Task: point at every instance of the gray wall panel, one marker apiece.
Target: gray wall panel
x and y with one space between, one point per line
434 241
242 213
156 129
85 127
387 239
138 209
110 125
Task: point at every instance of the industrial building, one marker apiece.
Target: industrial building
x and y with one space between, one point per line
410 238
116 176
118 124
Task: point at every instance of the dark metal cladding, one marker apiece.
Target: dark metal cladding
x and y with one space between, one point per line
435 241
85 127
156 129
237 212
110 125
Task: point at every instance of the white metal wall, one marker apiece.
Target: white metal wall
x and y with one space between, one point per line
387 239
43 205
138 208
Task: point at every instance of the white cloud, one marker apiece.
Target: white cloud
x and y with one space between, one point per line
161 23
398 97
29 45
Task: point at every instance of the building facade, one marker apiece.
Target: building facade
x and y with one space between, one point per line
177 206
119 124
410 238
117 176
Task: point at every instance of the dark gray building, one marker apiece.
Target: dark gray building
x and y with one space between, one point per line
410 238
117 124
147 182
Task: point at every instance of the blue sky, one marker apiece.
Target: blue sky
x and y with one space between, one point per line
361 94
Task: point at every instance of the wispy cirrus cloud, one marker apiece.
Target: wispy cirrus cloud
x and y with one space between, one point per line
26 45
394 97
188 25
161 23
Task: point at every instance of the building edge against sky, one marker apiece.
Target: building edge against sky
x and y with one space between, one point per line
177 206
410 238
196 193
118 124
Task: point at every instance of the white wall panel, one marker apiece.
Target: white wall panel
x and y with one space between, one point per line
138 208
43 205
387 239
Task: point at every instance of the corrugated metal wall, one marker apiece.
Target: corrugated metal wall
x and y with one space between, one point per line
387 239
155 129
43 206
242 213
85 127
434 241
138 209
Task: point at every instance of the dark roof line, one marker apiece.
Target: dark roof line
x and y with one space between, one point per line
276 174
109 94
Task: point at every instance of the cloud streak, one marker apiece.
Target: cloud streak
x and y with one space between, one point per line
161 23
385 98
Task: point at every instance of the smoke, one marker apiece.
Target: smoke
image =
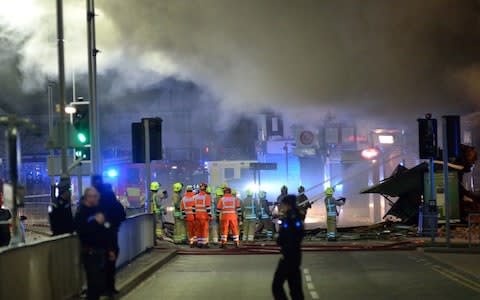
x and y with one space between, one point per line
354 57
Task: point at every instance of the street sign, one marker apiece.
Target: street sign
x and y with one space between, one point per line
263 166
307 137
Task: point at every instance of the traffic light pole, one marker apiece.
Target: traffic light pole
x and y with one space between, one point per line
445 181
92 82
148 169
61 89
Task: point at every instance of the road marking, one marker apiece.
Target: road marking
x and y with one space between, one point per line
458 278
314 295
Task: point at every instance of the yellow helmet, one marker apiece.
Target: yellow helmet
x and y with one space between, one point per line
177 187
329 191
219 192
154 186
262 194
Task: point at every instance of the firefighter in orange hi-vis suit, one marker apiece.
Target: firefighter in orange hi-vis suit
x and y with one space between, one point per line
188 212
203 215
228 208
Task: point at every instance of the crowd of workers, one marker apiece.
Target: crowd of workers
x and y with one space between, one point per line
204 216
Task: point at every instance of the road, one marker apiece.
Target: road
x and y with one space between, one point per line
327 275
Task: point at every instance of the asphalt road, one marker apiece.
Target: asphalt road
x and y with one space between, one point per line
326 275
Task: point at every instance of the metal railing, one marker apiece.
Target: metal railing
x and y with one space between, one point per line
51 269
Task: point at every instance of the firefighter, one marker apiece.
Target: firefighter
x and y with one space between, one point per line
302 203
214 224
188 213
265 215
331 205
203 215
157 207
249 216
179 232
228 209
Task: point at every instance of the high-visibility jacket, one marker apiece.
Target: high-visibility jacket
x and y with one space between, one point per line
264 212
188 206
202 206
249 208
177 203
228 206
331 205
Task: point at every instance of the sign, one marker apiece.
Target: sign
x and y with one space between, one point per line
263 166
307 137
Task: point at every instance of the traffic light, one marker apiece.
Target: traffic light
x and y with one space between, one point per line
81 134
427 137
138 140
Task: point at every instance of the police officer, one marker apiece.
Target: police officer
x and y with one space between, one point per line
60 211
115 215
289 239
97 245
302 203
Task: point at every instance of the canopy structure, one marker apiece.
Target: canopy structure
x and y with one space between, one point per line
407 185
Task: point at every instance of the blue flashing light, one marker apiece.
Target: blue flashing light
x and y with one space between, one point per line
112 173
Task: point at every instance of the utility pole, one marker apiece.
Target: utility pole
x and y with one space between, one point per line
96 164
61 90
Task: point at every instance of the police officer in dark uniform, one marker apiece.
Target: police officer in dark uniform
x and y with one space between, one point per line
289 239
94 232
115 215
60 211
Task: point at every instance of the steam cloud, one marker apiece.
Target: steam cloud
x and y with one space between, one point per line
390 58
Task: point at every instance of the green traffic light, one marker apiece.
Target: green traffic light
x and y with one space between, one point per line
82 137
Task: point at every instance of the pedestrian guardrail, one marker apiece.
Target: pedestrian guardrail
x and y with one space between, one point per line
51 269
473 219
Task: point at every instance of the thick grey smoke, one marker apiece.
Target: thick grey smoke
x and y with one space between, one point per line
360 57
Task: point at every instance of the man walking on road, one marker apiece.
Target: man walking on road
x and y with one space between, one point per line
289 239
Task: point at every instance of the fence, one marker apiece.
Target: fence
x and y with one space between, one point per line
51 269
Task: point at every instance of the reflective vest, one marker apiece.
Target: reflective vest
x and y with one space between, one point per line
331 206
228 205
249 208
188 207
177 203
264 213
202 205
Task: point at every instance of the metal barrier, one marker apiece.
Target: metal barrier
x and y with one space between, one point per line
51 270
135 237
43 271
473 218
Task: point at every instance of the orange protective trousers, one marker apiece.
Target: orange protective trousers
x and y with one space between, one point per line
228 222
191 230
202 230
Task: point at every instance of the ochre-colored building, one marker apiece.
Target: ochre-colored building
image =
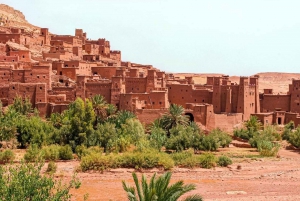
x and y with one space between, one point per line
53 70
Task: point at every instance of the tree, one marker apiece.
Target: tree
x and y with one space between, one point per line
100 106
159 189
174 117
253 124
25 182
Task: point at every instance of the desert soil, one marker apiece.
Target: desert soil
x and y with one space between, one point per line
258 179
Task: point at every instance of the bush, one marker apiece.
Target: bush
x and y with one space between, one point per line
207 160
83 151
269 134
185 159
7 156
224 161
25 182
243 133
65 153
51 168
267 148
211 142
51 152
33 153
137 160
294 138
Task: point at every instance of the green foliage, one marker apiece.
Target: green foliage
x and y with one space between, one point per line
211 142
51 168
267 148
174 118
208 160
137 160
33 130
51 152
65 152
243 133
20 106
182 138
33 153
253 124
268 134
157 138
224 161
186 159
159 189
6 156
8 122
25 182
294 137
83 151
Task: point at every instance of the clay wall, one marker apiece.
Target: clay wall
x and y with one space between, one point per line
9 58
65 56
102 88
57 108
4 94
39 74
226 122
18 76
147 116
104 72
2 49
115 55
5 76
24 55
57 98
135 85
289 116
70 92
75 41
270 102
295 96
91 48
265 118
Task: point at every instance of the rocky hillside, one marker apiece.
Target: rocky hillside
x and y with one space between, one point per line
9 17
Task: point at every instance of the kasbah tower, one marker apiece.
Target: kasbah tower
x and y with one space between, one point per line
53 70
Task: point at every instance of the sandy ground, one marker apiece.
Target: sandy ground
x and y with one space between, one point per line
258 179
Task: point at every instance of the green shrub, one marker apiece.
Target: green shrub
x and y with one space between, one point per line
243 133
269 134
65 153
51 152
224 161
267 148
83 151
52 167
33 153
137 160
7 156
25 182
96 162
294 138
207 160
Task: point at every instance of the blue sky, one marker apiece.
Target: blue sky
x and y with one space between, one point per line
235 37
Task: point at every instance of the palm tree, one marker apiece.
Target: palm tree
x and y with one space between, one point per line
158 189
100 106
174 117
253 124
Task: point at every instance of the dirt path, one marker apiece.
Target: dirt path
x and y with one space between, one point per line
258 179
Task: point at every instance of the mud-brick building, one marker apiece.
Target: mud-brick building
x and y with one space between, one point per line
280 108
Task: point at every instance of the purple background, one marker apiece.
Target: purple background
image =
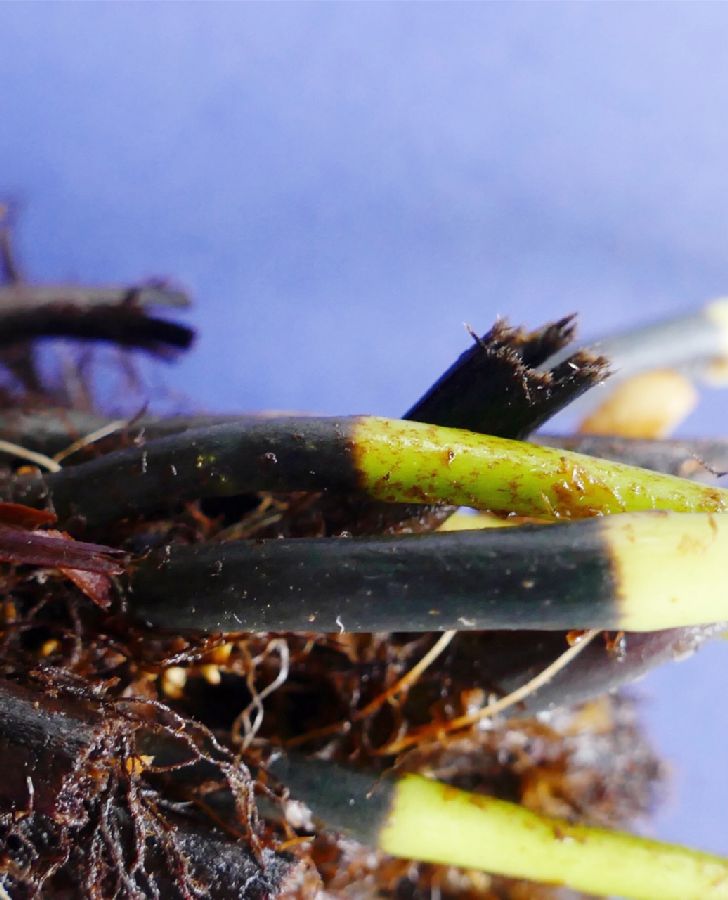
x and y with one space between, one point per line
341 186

* * *

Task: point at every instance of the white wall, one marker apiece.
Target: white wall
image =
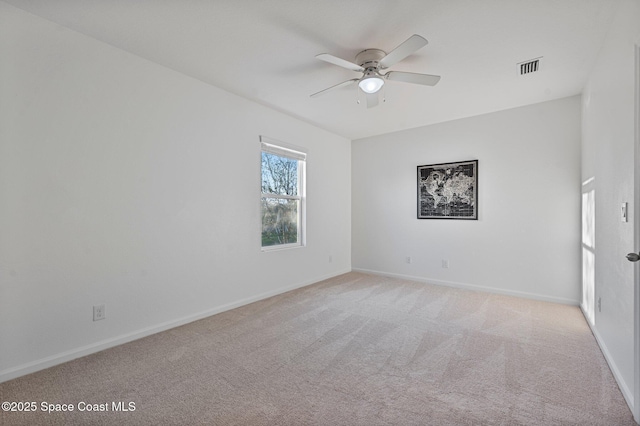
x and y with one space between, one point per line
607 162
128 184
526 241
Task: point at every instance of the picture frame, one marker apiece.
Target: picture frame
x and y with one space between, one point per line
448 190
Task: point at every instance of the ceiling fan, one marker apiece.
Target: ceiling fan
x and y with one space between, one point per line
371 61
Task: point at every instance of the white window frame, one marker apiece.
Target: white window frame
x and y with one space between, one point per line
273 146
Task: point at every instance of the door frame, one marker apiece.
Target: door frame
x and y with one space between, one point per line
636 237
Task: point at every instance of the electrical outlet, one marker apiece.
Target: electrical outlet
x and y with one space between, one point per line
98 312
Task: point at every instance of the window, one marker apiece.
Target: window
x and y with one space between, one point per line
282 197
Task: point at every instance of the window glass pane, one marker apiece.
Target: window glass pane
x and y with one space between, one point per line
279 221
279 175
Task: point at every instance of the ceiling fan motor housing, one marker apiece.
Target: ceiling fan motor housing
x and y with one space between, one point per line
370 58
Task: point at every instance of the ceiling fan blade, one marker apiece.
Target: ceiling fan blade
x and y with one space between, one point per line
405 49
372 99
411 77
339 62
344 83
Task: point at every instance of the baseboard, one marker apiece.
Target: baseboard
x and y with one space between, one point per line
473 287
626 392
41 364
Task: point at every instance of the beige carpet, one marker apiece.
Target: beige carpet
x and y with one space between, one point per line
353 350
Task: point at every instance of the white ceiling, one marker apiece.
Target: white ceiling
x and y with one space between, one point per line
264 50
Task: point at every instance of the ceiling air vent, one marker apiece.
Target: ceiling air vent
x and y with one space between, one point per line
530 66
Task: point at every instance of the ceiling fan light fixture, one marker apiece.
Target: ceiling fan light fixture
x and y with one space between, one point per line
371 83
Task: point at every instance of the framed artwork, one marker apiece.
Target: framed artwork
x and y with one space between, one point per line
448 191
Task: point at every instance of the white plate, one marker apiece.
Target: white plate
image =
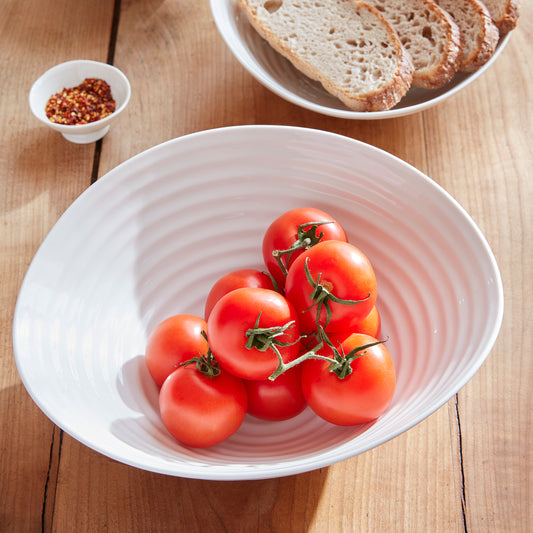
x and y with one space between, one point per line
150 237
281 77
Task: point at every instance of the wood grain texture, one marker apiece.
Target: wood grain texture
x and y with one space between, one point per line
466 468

GOAL OF THE EXERCISE: Which of the lines above contain the word "cladding"? Pick out each of them and copy it in full.

RESULT OF THIS TASK:
Task: point at every instance of the dark metal cladding, one marker apiece.
Target: dark metal cladding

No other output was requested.